> _PROMPT_
Can you lay out the lines of the rows below as a Markdown table with the columns "No." and "Line", skipping blank lines and leaving the pictures out?

> _STORED DATA_
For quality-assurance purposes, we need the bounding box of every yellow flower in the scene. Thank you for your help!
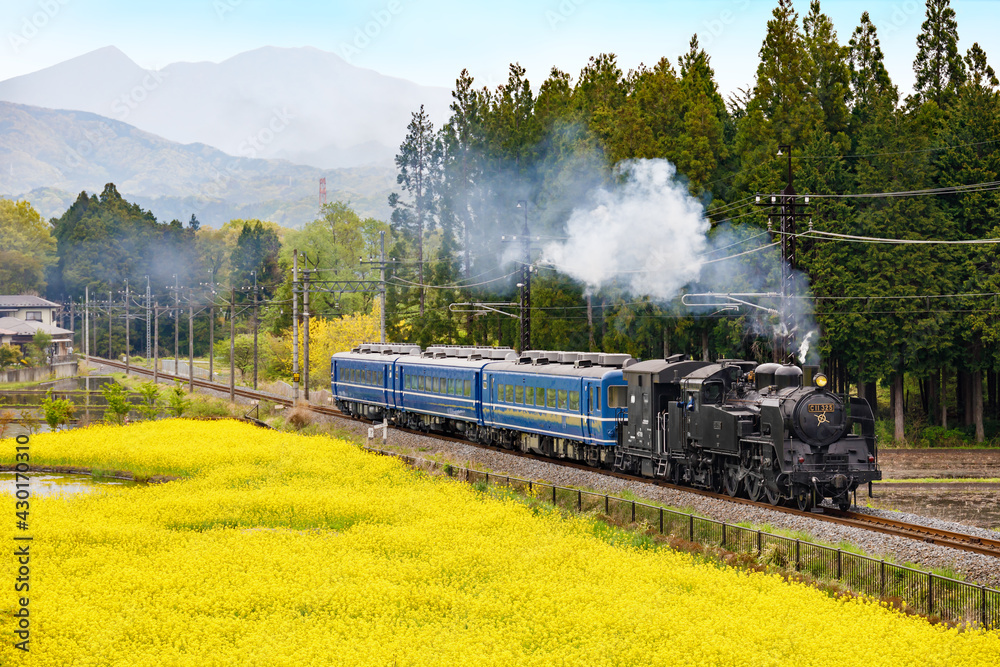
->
[0,420,1000,667]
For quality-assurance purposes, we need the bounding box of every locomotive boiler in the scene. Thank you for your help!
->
[615,355,882,510]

> _FINAL RESULT_
| No. | Line |
|---|---|
| 1 | For quality-assurance purposes, we need the bounding box of every yellow flower in the scene. Thank you for your help! |
| 2 | -> |
| 3 | [0,420,1000,667] |
| 4 | For quality-assurance purposes, we need the bounding box of every locomotive boiler in the scene. Thank you for your help! |
| 5 | -> |
| 6 | [615,355,882,510] |